▸ PROBLEM SET:
1. Answer these questions about the passage on oligonucleotide design for lowering huntingtin:
(a) About how many sequences can initially be considered as candidates for huntingtin?
(b) What two options are possible if an allele-specific approach is taken?
(c) What modification at the 3′ end is given as an example?
2. Write a continuation of the passage on oligonucleotide design for lowering huntingtin, picking up after its final sentence.

▸ EXCERPTED PASSAGE:
==========
With careful oligonucleotide sequence design and selection, these approaches can be highly specific for the target of interest (Table 1), and appropriate chemical modifications can provide stability in vivo (56, 57). A preferred sequence design for potential therapeutics comprises alignment of mRNAs from rodent, monkey, and human and identification of all possible conserved target regions (58). Typically, the starting pool comprises hundreds or thousands of possible sequences. For a large gene such as huntingtin, with a transcript size of ~13 kb, approximately 13,000 sequences can be initially considered as candidates, since the starting pool of sequences is obtained by tiling across the entire huntingtin transcript (Figure 3). If sufficient homology exists across species, hundreds of sequences against conserved regions can be designed and screened in vitro for subsequent testing in preclinical models and potential clinical advancement. The possible target regions within the mRNA of interest are subjected to a BLAST-like analysis to select sequences that are unlikely to result in off-target silencing of genes that have partial homology to the gene of interest (59). These selected sequences are evaluated empirically in vitro to identify the most potent siRNAs from dose-response studies in cell culture systems.
Oligonucleotide therapeutic approaches for lowering huntingtin. Either a non–allele-specific or an allele-specific approach can be taken. If a non–allele-specific approach is taken, then the entire huntingtin mRNA transcript can be used to design oligonucleotide sequences with bioinformatics algorithms, generating hundreds of sequences for in vitro potency and selectivity screens. If an allele-specific approach is taken, then either SNP targeting or CAG targeting are possible options. With both of these options, tens of sequences can be designed based on current knowledge of targeting SNPs or the expanded CAG region, for testing in vitro for potency and selectivity.
RNAs can potentially stimulate innate immunity (60). With use of appropriate chemically modified nucleotides (e.g., 2′-O-methyl substitutions), immune stimulation can be eliminated (Table 1) without compromising silencing activity (61). These same chemical modifications, together with modifications at the 3′ end such as phosphorothioate linkages, provide the added benefit of stability against nucleases that are present in biological fluids (57). Thus, with appropriate design, selection, and chemical modification, potent and specific oligonucleotides can be identified for in vivo studies and potential clinical testing.
==========
▸ PROVIDED INFORMATION:

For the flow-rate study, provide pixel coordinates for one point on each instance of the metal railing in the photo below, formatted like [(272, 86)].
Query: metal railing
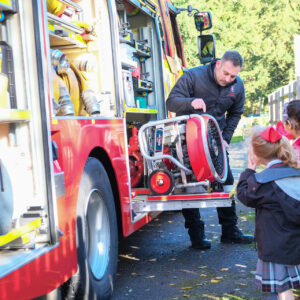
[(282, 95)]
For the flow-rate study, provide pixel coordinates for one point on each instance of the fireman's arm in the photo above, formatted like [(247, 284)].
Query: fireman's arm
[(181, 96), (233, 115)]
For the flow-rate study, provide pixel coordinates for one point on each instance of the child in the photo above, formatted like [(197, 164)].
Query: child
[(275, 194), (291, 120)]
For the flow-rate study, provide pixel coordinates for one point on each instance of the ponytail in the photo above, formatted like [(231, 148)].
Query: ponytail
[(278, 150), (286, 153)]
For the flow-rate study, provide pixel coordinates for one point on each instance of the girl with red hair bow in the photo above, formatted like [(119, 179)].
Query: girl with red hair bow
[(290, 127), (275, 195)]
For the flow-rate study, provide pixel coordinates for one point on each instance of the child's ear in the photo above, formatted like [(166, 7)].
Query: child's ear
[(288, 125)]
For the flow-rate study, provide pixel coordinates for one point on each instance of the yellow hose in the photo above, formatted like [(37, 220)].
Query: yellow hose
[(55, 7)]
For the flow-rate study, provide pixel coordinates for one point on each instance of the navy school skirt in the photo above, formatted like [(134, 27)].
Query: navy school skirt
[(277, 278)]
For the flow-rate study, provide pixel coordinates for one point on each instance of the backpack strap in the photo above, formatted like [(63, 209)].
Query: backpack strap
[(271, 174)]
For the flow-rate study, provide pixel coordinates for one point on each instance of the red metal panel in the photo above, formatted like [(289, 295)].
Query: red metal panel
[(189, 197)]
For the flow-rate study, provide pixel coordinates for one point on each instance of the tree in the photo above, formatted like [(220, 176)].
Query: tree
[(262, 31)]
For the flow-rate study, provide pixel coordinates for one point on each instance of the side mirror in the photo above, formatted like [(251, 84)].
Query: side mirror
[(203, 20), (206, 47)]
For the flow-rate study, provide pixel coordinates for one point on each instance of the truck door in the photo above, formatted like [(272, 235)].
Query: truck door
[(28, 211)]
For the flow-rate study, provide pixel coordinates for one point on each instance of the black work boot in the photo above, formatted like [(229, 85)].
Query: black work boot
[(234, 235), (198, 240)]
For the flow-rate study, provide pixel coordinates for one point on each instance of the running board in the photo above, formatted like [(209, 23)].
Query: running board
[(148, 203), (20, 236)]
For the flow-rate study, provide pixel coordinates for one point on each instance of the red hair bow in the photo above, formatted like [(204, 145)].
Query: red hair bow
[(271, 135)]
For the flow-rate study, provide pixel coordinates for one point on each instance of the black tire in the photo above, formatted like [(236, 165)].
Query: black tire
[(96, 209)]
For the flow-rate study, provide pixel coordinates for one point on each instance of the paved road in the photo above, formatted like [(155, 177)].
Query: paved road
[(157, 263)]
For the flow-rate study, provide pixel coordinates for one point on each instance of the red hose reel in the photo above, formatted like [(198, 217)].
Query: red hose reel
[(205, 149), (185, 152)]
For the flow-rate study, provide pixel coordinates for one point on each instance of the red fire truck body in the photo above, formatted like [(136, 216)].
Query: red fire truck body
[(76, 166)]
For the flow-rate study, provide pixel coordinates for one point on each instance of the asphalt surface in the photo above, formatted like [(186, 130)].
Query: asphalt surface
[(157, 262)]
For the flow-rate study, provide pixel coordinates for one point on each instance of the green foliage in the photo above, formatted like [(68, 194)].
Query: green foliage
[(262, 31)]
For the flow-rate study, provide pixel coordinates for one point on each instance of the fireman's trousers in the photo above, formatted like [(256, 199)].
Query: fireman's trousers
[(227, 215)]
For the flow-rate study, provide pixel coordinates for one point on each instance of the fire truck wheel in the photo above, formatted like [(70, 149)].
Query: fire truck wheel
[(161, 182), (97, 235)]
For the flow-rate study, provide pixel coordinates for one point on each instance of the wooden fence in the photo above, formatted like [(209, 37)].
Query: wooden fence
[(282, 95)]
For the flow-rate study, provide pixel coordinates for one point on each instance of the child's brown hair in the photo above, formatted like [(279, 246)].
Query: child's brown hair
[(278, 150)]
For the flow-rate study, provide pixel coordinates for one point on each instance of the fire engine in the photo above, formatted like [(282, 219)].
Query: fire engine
==========
▸ ANSWERS FOR EACH ITEM:
1.
(a) Approximately 13,000.
(b) SNP targeting or CAG targeting.
(c) Phosphorothioate linkages.

2.
Allele-specific silencing of mutant huntingtin by targeting associated SNPs (12–14) and simultaneous partial lowering of wild-type and mutant huntingtin expression (62, 63) represent alternative potential therapeutic approaches. shRNAs and siRNAs targeting wild-type and/or mutant huntingtin have been evaluated in vivo. Suppression of wild-type huntingtin mRNA in the adult mouse striatum by 70% is tolerated for at least 4 months, based on histological evaluation (64). Partial lowering of mutant huntingtin over months in adult rodent models of HD is effective in reducing neuropathology, improving motor behavior, and prolonging survival (62, 63, 65–68). In the first proof-of-principle studies, the mutant human huntingtin transgene was selectively suppressed by targeting a region of the huntingtin gene unique to the human (versus wild-type mouse) transcript (62, 63, 65–68). These experiments therefore addressed an allele-specific huntingtin-lowering approach and demonstrated significant benefit on neuropathology and motor behavior with approximately 50%–80% lowering of mutant huntingtin mRNA in the presence of unaltered expression of endogenous wild-type gene. However, the effects of nonallele-specific huntingtin reduction had not yet been evaluated. Would partial lowering of both mutant and wild-type huntingtin be tolerated and beneficial in ameliorating the disease phenotype?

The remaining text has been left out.